SUPPLIED PASSAGE:

....................

We're going through legal actions now to get GM to buy back our four month old Caddy CTS. It has been a real battle, let me tell you. I tried calling GM and all I got was an offer for a few free oil changes if we decided to keep the car.........total joke IMO. Anyway I can refer you to our law firm. They are licensed in many states but I don't know about yours.

JET


----------



## gto500hp (Nov 13, 2005)

thanks for all the good ideas I will call my lawyer


----------



## xxpontiacgtoxx (Oct 27, 2005)

i woulda been pissed by the second problem u had. yea u gotta report this asap thats obviously not normal.


----------



## Freakzilla (Mar 10, 2005)

My father has been a GM service manager for 30 years. I had him read your concerns, and here is what he had to say:

"The first thing you need to do is contact General Motors, the phone number is in your owners manual. Have your VIN ready, you will talk to a customer relations manager and they will open up a case. Request to have a meeting with your dealerships Area Service Manager. This is the dealerships direct contact with General Motors. In most cases, this person is very reasonable when it comes to service issues. He/she has the authority to repurchase your vechicle if they fill your case warrants it. They can also do other things for you, such as: compensate your for down time by reembursing some of your car payments. They can also extend your warranty, in most cases they will double it. This is what you need to do so that you have the opportunity to negotiate. If you cannot get any where with this, contact your local Better Business Bureau. Every state has different laws when it comes to the Lemon Law. Most states will apply the Lemon Law when your vehicle has down time exceeding 30 days. It can be associated to one or multiple problems. Also, most states offer arbitration hearings. These typically are only binding to the manufacturer. For instance, if the arbitrator ruled in your favor to have GM repurchase your vehicle, they would have to do it. But, say the arbitrator ruled against you, you can still get an attorney and sue General Motors. The nice thing about the arbitration process is that it costs you nothing and you can usually have a hearing within 1 month. In all his years working with General Motors, 100% of the time he finds _General Motors _to be very fair and concerned about the customers. The goal is to have repeat buyers. He would be very surprised if your outcome was unfavorable, if you follow these processes. It will take a little time, but in the end it will be worth it. He has helped many customers over the years with this same sort of problem, and GM has always made it right."

I hope this helps. Good luck! Definately let us know how things turn out.


----------



## Boogieman (Sep 25, 2005)

*Bad Car*

Lemon Law!


----------



## Noraku_6.0L (Nov 9, 2005)

big_mike said:


> The car is a lemon, give it back, you have had 3 problems of the same thing happen. By federal law, you can give it back and get another one.


:agree 
I almost went through that with my Bad tranny, then I slaped the dealer with a bad service report and they replaced the whole tranny free of charge.

....................

DATA SHOWN:
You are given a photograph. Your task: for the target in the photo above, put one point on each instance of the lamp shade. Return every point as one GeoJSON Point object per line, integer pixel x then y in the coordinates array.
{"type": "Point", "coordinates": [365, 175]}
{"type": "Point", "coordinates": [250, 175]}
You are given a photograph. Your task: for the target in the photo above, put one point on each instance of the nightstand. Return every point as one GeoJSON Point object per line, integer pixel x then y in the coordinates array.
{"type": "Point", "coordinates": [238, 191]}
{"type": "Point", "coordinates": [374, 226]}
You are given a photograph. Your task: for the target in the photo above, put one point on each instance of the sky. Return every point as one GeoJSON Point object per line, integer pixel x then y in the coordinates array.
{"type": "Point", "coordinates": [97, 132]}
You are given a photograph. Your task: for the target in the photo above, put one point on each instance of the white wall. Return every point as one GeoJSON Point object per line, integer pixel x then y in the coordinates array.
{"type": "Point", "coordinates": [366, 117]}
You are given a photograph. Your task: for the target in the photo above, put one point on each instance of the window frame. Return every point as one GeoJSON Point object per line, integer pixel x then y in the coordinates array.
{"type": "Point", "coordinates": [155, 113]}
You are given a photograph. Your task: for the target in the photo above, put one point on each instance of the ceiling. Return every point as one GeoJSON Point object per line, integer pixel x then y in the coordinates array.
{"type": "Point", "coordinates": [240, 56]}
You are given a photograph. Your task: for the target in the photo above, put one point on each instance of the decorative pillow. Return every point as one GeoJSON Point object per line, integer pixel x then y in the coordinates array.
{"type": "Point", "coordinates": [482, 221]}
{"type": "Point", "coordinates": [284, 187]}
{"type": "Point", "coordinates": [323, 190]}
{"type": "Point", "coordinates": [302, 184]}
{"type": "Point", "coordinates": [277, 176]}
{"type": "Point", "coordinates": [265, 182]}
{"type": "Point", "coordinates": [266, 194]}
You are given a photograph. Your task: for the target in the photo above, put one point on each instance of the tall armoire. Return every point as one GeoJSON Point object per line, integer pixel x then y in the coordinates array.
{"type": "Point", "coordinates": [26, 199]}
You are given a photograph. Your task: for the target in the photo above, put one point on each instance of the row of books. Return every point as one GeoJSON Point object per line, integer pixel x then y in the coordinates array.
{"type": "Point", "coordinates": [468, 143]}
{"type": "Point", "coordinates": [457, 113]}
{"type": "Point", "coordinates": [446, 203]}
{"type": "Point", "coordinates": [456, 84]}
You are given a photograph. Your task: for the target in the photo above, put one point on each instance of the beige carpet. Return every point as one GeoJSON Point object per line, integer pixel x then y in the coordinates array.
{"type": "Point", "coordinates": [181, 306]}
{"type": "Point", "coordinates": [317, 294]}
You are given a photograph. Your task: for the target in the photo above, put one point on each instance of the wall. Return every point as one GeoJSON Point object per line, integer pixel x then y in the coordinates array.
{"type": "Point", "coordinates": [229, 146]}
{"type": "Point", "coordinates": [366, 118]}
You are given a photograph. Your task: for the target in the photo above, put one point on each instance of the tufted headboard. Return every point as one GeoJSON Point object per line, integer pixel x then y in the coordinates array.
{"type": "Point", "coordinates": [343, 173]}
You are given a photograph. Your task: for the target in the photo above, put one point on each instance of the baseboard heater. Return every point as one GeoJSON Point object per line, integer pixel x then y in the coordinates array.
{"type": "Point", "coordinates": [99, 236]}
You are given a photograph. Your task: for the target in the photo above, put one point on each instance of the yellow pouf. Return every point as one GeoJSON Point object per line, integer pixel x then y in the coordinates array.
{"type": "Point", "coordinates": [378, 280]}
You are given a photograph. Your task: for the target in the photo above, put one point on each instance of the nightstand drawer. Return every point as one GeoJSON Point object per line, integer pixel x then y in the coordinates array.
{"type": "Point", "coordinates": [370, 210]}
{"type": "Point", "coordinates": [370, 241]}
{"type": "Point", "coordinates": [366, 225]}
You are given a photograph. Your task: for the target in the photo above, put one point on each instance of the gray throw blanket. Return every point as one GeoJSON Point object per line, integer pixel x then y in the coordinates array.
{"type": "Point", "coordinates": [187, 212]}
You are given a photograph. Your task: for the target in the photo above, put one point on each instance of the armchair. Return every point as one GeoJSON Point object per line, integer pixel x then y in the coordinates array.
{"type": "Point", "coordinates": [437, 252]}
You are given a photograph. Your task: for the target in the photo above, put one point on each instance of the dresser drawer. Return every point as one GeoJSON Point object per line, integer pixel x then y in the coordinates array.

....................

PROBLEM REQUIREMENTS: Carry on the lemon-law forum thread from the end of its final post.

EXERCISE RESPONSE:
----------



## gto500hp (Nov 13, 2005)

nice.... I am tring to get them to but it back so I can get an 06. If not I will just trade it in. GM thinks they have done enough for me by replacing my engine I'm just worried what will happen in 5 years if I keep it.


----------



## Holden (Sep 10, 2005)

Freakzilla said:


> My father has been a GM service manager for 30 years. I had him read your concerns, and here is what he had to say:
> 
> "The first thing you need to do is contact General Motors, the phone number is in your owners manual. Have your VIN ready, you will talk to a customer relations manager and they will open up a case. Request to have a meeting with your dealerships Area Service Manager. This is the dealerships direct contact with General Motors. In most cases, this person is very reasonable when it comes to service issues. He/she has the authority to repurchase your vechicle if they fill your case warrants it. They can also do other things for you, such as: compensate your for down time by reembursing some of your car payments. They can also extend your warranty, in most cases they will double it. This is what you need to do so that you have the opportunity to negotiate. If you cannot get any where with this, contact your local Better Business Bureau. Every state has different laws when it comes to the Lemon Law. Most states will apply the Lemon Law when your vehicle has down time exceeding 30 days. It can be associated to one or multiple problems. Also, most states offer arbitration hearings. These typically are only binding to the manufacturer. For instance, if the arbitrator ruled in your favor to have GM repurchase your vehicle, they would have to do it. But, say the arbitrator ruled against you, you can still get an attorney and sue General Motors. The nice thing about the arbitration process is that it costs you nothing and you can usually have a hearing within 1 month. In all his years working with General Motors, 100% of the time he finds _General Motors _to be very fair and concerned about the customers. The goal is to have repeat buyers. He would be very surprised if your outcome was unfavorable, if you follow these processes. It will take a little time, but in the end it will be worth it. He has helped many customers over the years with this same sort of problem, and GM has always made it right."
> 
> I hope this helps. Good luck! Definately let us know how things turn out.


I called the 800# about bad repair and Requested to have a meeting with dealerships Area Service Manager. They said I would have to setup arbitration through BBB and don’t call back.


----------



## SgtGeek (Apr 30, 2005)

Why is your name GTO500HP?


----------



## HotRodGuy (Jan 9, 2006)

******** said:


> The car is a lemon, give it back, you have had 3 problems of the same thing happen. By federal law, you can give it back and get another one.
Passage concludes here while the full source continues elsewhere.